No ápice da crise, Ucrânia tem dezenas de mortos por franco-atiradores

Pela primeira vez, franco-atiradores de elite espalham terror pelas ruas de Kiev. Ao menos 47 morreram

KIEV – No dia mais violento desde o início em novembro dos protestos na Ucrânia, ao menos 39 pessoas morreram ontem em Kiev. Pela primeira vez, franco-atiradores dispararam do topo de edifícios contra os manifestantes, e ao menos 20 deles apresentavam orifícios na cabeça e pescoço, causados por balas de fuzis. O número de mortos ontem pode ter chegado a 70. Centenas de pessoas ficaram feridas.

A violência começou logo cedo, quando os manifestantes avançaram contra a polícia, para recuperar áreas da Praça da Independência, no centro de Kiev. Como parte de um acordo de anistia no início da semana, a polícia havia ocupado essas áreas. Armados com tijolos arrancados das calçadas e coquetéis molotov, os manifestantes enfrentaram a tropa de choque, que reagiu com balas de borracha e munição real, ao mesmo tempo em que os franco-atiradores abriam fogo. Pilhas de pneus foram incendiadas, criando uma fumaça espessa, que ajudava a proteger os manifestantes dos atiradores.

Depois de três horas de batalha, os policiais acabaram recuando. Os manifestantes, que exigem a saída do presidente Viktor Yanukovitch, depois que ele cedeu a pressões da Rússia e abortou o ingresso da Ucrânia na União Europeia, ocuparam vários edifícios, incluindo a Sala de Concertos de Kiev, um palecete branco estrategicamente situado sobre uma colina ao lado da praça. Assim como o Hotel Europa e uma agência bancária ao redor da praça, a Sala de Concertos foi convertida em hospital de campanha, no qual médicos voluntários socorrem os manifestantes. Eles deixaram de ser levados para hospitais comuns, porque estavam sendo retirados de lá por agentes do regime.

Dezenas de policiais foram capturados pelos manifestantes, e arrastados para uma fortificação improvisada com paus e tábuas, no meio da praça. Enquanto os policiais eram levados à força, manifestantes os xingavam. O padre ortodoxo Nikolai Givailo acompanhava o grupo, pedindo que não agredisse os policiais. Os jornalistas são impedidos de entrar nesse local, que serve de QG de segurança dos manifestantes, e não se sabe que fim tiveram os policiais e outras pessoas levadas para lá, acusadas de agentes infiltrados do governo.

-----

Sua tarefa = Copie da reportagem sobre os protestos em Kiev o trecho que começa pelas palavras que contêm "Dezenas de policiais" e termina em "infiltrados do governo.".

Dados fornecidos =
-----

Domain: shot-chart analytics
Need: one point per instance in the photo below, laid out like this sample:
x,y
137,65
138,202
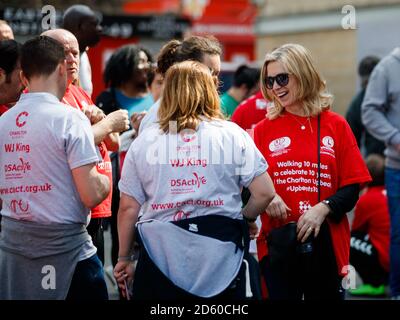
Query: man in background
x,y
85,25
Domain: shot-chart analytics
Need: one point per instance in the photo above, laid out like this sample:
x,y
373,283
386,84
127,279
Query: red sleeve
x,y
350,164
261,243
361,216
237,116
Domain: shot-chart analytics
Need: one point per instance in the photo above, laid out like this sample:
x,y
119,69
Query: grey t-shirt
x,y
193,173
41,141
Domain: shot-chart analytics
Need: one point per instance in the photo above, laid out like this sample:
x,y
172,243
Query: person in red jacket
x,y
317,170
370,235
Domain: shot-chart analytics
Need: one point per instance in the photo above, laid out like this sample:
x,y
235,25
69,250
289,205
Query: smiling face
x,y
286,95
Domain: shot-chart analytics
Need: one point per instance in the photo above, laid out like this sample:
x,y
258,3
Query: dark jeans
x,y
364,258
88,281
95,230
151,284
312,275
392,181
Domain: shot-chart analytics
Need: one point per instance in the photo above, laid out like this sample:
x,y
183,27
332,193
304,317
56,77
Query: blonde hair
x,y
312,92
189,96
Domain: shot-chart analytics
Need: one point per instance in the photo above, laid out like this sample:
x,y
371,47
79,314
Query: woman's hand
x,y
311,221
278,209
123,273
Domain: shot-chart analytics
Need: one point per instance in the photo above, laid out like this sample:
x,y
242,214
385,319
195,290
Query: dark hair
x,y
10,53
247,76
193,48
366,65
122,64
376,167
41,56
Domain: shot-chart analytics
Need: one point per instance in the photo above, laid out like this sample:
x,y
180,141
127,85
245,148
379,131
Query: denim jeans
x,y
88,281
392,180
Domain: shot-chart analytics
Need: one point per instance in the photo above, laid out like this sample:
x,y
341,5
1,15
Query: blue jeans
x,y
392,180
88,281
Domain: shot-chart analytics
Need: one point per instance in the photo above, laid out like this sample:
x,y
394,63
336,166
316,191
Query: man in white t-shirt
x,y
48,180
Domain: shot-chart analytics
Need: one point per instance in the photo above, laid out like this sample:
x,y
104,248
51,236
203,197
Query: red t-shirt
x,y
3,108
78,98
250,112
371,215
291,153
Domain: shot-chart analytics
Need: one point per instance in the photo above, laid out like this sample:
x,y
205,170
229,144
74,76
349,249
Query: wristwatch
x,y
327,203
249,219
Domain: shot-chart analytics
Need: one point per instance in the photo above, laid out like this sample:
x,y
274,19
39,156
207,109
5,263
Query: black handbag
x,y
283,247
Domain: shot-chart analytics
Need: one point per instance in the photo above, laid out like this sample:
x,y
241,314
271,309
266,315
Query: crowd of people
x,y
208,195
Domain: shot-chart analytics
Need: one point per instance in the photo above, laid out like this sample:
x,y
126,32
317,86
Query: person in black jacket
x,y
366,142
126,78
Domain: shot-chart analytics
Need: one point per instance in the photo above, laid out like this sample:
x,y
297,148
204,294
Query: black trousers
x,y
364,258
151,284
311,275
95,230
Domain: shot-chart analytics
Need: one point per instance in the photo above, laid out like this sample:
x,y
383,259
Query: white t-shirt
x,y
151,117
41,141
192,173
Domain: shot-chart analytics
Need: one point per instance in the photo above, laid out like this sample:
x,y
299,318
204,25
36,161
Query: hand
x,y
278,209
311,221
118,120
94,114
123,273
136,119
253,230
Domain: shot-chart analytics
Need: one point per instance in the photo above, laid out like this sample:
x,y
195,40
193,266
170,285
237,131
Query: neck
x,y
236,94
296,109
132,92
48,85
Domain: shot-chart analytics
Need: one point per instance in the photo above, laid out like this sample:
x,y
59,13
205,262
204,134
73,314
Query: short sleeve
x,y
79,144
253,163
130,182
351,166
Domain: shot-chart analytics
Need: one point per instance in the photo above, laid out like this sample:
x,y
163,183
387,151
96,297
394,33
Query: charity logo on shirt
x,y
279,146
327,146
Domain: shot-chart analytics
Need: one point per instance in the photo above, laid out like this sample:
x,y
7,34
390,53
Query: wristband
x,y
249,219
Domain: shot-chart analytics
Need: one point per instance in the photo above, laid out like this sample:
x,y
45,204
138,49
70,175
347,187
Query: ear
x,y
2,76
23,79
62,68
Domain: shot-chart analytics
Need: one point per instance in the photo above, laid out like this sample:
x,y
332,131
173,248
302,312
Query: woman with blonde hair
x,y
317,170
187,175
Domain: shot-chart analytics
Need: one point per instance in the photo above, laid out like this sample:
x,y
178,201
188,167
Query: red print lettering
x,y
17,147
188,162
179,215
197,181
19,121
17,206
21,167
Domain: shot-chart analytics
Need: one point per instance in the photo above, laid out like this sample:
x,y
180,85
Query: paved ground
x,y
112,286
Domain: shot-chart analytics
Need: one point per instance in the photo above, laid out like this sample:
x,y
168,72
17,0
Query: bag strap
x,y
319,156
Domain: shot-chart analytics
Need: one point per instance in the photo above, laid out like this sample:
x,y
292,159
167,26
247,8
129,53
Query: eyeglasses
x,y
282,79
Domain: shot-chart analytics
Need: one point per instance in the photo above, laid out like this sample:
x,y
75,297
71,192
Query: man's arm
x,y
374,109
115,122
92,186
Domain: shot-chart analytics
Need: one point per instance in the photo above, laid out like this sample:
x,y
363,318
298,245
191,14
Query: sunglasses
x,y
282,79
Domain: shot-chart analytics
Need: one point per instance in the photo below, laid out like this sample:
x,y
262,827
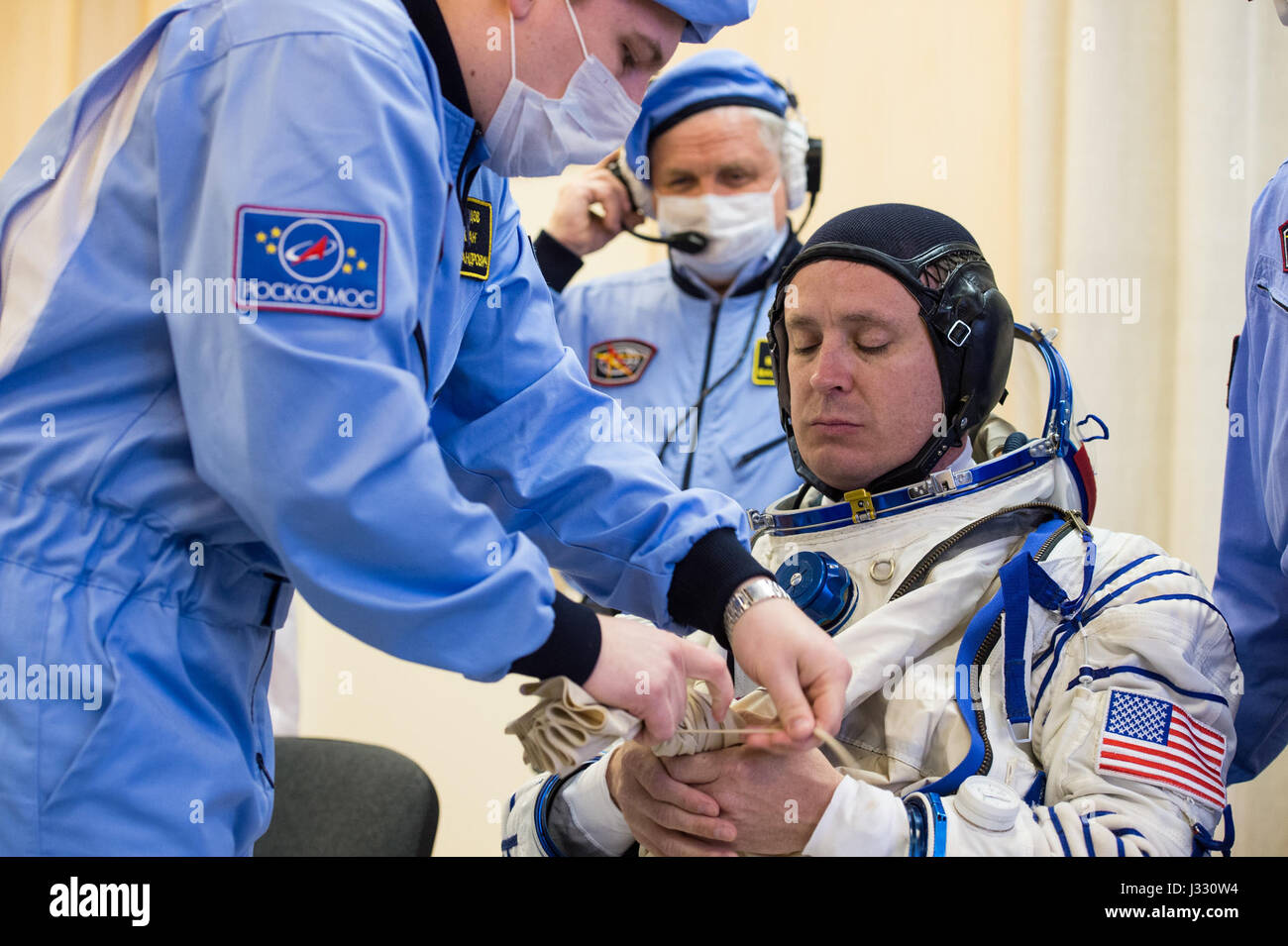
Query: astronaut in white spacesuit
x,y
1022,683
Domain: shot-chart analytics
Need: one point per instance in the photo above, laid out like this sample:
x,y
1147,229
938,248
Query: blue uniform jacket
x,y
252,339
1252,568
655,341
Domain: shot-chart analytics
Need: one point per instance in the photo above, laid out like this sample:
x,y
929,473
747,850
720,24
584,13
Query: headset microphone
x,y
686,241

-----

Resposta =
Dezenas de policiais foram capturados pelos manifestantes, e arrastados para uma fortificação improvisada com paus e tábuas, no meio da praça. Enquanto os policiais eram levados à força, manifestantes os xingavam. O padre ortodoxo Nikolai Givailo acompanhava o grupo, pedindo que não agredisse os policiais. Os jornalistas são impedidos de entrar nesse local, que serve de QG de segurança dos manifestantes, e não se sabe que fim tiveram os policiais e outras pessoas levadas para lá, acusadas de agentes infiltrados do governo.